• AIM: Gather every line of the records below that contains the string "hair", and copy each one unchanged.

• INPUT DATA:
"""

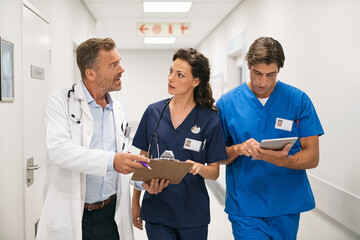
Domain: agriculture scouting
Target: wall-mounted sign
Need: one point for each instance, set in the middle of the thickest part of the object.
(163, 29)
(37, 72)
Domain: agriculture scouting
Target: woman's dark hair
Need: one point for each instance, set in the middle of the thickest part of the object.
(200, 69)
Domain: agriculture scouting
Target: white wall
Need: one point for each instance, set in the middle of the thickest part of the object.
(11, 159)
(69, 21)
(144, 80)
(321, 43)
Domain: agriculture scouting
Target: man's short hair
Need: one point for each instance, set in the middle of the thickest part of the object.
(88, 51)
(265, 50)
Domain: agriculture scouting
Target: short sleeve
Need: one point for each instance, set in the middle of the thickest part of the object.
(216, 150)
(309, 123)
(221, 114)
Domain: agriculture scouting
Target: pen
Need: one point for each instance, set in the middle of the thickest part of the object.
(144, 164)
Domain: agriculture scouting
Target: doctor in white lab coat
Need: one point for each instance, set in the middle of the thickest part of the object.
(69, 132)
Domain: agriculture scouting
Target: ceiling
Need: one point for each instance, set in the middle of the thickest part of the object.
(122, 20)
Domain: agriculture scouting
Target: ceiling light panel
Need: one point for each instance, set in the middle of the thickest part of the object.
(167, 6)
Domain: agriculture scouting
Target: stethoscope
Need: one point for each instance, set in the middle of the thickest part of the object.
(72, 116)
(195, 129)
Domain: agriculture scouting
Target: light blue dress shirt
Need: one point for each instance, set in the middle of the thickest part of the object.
(101, 188)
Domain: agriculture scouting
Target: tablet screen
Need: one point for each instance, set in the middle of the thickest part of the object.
(277, 143)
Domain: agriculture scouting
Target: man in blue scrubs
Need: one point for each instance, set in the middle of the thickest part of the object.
(267, 190)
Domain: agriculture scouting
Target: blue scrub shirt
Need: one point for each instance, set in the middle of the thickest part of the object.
(257, 188)
(185, 204)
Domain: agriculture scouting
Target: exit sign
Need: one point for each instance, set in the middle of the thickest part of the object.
(163, 29)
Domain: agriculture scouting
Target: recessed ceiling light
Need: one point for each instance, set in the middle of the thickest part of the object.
(159, 40)
(167, 6)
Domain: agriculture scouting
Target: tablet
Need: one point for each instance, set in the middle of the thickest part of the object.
(277, 143)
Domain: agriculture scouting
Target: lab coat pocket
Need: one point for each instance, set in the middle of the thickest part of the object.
(58, 211)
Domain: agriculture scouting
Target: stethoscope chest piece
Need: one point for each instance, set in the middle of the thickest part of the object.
(195, 129)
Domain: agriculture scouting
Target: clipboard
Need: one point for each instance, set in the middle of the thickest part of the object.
(277, 143)
(174, 170)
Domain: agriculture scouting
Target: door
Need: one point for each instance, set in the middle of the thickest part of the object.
(36, 87)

"""

• EXPECTED OUTPUT:
Target: woman's dark hair
Target: man's short hair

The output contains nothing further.